Count the lines in the records that contain the string "white", where uppercase and lowercase letters are treated as different. Reply with that number alone.

## Data entries:
****

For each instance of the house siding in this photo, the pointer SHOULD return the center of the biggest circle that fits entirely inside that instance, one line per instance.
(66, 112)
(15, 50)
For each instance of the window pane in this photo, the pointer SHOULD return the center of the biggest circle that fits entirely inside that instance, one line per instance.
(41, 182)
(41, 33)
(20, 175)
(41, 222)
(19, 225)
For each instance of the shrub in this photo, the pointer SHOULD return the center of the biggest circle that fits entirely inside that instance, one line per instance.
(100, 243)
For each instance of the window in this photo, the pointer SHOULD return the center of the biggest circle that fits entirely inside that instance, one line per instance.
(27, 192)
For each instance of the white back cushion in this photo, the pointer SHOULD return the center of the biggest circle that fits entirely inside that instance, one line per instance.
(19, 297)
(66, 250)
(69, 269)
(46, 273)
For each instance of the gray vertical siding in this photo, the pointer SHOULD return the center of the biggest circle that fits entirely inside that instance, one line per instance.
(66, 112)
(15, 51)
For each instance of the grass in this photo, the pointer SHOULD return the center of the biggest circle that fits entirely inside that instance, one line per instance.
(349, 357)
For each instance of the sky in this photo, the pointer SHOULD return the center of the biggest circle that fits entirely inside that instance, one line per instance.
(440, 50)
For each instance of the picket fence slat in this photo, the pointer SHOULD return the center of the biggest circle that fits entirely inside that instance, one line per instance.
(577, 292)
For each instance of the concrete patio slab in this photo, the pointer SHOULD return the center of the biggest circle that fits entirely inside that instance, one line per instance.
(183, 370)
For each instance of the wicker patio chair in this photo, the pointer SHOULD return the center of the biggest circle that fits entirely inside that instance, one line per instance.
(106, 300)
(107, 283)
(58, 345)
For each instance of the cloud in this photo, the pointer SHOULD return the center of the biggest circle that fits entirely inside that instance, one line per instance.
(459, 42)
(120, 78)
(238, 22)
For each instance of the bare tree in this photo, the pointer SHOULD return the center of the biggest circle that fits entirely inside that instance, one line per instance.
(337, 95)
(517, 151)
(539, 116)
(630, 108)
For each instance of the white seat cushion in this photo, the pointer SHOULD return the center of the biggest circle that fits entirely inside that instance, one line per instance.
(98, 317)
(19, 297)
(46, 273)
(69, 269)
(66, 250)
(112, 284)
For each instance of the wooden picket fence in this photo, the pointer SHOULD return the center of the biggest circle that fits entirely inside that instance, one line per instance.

****

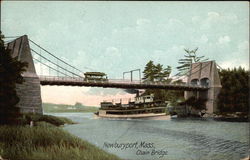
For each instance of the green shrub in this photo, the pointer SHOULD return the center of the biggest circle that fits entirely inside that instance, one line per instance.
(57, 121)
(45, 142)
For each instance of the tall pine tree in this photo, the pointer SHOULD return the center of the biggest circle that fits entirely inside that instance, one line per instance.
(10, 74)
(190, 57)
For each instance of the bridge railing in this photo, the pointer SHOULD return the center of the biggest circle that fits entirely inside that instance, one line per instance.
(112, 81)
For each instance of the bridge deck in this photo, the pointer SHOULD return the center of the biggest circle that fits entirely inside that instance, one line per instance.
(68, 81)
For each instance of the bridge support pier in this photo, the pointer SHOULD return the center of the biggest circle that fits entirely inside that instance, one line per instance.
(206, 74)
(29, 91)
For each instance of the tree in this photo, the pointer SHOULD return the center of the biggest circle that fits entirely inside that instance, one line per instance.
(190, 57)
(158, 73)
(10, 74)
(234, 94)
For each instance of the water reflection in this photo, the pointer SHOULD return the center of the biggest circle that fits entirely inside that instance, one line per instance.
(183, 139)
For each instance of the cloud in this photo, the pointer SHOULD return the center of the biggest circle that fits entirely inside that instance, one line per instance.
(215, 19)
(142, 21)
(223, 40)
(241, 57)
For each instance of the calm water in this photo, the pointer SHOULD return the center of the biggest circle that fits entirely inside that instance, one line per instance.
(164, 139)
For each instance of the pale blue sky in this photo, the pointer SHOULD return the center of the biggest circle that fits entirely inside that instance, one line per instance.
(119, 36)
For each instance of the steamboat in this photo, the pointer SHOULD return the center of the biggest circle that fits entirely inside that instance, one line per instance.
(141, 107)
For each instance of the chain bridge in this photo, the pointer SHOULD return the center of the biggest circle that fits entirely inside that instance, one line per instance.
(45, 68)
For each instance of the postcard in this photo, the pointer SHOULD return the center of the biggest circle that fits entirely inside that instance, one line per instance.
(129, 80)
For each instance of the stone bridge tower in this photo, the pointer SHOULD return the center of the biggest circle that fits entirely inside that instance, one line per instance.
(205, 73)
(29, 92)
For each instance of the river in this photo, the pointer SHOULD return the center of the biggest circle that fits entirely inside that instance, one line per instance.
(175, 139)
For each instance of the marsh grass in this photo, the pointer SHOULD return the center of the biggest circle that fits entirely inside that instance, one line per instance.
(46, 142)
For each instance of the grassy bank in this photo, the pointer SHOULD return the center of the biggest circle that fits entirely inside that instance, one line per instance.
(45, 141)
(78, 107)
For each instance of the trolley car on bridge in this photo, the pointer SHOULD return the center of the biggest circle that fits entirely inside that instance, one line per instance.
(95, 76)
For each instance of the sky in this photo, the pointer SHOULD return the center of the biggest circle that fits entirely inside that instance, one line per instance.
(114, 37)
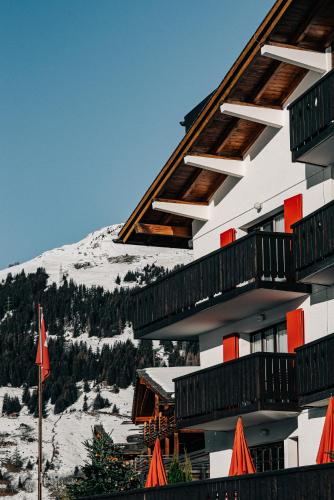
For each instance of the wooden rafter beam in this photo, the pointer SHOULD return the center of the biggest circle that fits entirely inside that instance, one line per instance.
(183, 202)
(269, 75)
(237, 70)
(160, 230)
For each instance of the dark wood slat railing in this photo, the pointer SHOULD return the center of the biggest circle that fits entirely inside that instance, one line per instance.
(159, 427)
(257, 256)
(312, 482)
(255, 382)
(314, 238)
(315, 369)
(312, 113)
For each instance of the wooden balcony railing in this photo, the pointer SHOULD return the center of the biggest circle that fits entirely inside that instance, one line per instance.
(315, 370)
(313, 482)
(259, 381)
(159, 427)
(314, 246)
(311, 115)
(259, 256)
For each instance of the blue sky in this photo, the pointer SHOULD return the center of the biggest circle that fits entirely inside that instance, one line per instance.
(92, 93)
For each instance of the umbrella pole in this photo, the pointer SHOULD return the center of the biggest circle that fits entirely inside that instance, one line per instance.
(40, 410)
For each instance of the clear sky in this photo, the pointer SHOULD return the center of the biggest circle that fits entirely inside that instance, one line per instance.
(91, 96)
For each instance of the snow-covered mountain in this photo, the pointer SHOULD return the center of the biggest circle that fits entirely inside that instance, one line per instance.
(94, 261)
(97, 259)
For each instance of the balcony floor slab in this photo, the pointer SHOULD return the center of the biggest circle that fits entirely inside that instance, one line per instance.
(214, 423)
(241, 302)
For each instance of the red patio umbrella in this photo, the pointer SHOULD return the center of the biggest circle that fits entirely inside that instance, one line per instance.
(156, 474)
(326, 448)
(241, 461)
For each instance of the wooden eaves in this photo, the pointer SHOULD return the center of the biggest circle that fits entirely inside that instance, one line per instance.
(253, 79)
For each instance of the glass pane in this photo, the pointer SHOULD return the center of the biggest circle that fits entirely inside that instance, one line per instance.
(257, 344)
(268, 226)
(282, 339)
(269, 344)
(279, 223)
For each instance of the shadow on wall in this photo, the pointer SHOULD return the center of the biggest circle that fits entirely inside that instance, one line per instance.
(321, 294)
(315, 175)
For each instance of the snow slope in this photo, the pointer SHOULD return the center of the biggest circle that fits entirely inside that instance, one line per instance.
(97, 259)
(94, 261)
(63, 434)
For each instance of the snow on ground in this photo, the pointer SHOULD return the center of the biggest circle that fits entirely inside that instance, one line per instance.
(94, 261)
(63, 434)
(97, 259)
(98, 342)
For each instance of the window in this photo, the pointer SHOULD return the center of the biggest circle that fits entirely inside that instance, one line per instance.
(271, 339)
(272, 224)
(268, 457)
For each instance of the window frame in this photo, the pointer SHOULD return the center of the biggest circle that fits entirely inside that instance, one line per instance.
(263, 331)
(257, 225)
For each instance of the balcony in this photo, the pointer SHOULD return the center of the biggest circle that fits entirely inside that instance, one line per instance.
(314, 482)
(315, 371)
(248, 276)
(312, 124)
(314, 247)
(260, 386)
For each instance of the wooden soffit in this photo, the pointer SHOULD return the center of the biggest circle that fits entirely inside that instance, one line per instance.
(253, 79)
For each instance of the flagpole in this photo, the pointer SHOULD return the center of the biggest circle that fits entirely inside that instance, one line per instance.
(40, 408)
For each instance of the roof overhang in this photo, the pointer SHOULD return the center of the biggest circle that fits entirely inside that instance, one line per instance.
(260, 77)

****

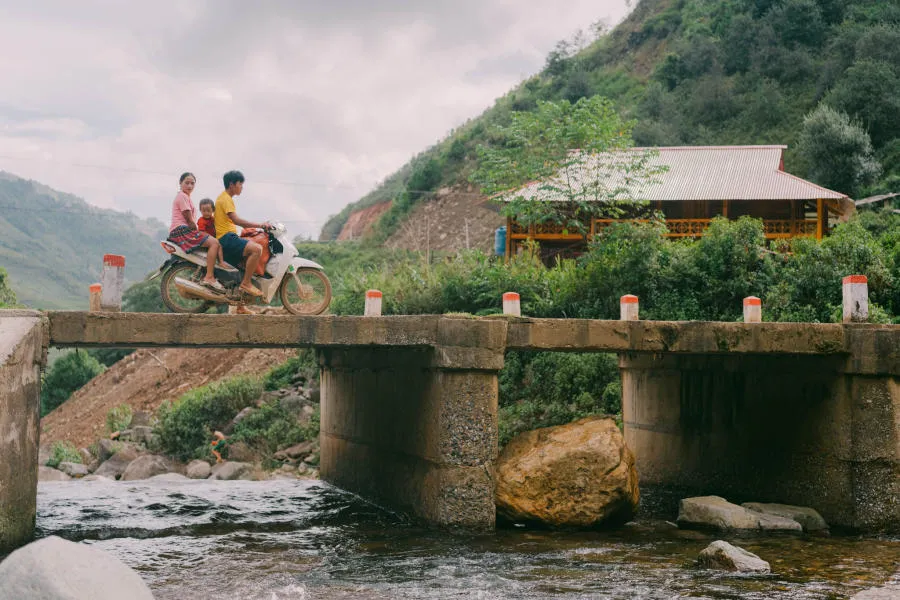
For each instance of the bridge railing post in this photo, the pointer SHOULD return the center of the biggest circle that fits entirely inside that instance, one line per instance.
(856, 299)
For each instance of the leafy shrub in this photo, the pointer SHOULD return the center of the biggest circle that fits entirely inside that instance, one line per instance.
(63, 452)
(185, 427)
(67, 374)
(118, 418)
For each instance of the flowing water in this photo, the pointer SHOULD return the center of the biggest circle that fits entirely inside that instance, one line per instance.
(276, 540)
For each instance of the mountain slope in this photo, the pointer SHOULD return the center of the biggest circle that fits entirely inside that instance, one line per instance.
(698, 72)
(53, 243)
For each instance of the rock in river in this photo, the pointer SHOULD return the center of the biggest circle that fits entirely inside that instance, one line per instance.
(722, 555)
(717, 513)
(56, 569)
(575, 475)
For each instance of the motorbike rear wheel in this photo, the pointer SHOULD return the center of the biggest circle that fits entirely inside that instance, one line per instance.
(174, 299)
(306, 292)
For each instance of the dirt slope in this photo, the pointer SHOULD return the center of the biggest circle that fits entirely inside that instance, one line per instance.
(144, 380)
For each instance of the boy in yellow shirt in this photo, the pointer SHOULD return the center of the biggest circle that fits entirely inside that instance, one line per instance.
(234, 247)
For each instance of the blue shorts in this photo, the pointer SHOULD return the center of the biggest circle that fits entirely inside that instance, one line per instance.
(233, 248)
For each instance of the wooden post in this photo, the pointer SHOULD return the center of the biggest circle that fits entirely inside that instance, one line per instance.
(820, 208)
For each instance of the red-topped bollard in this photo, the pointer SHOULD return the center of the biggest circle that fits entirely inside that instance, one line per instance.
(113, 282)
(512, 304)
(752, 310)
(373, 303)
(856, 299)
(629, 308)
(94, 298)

****

## Answer to the problem:
2